_PROMPT_: Retype the lines of the data below word for word, leaving out the pictures.

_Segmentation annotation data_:
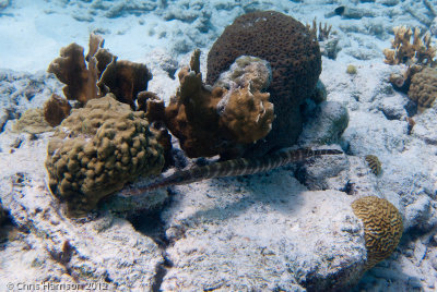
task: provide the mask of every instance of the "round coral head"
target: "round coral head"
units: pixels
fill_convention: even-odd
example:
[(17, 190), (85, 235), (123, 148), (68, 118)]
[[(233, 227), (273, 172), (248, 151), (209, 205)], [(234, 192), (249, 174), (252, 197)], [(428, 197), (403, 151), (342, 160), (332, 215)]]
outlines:
[(387, 199), (366, 196), (355, 199), (352, 208), (364, 223), (367, 263), (370, 269), (377, 263), (390, 256), (402, 236), (402, 217)]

_RESPONSE TO THIS TASK_:
task: provide the mask of every instance of the "round coral head"
target: "round coral head"
units: pixels
fill_convention: even-odd
example:
[(17, 190), (85, 235), (123, 148), (68, 118)]
[[(233, 227), (273, 172), (248, 151), (209, 205)], [(234, 192), (249, 174), (252, 197)], [(428, 197), (403, 151), (342, 160), (332, 215)]]
outlines:
[(387, 199), (366, 196), (355, 199), (352, 208), (364, 223), (367, 263), (370, 269), (377, 263), (390, 256), (402, 236), (402, 217)]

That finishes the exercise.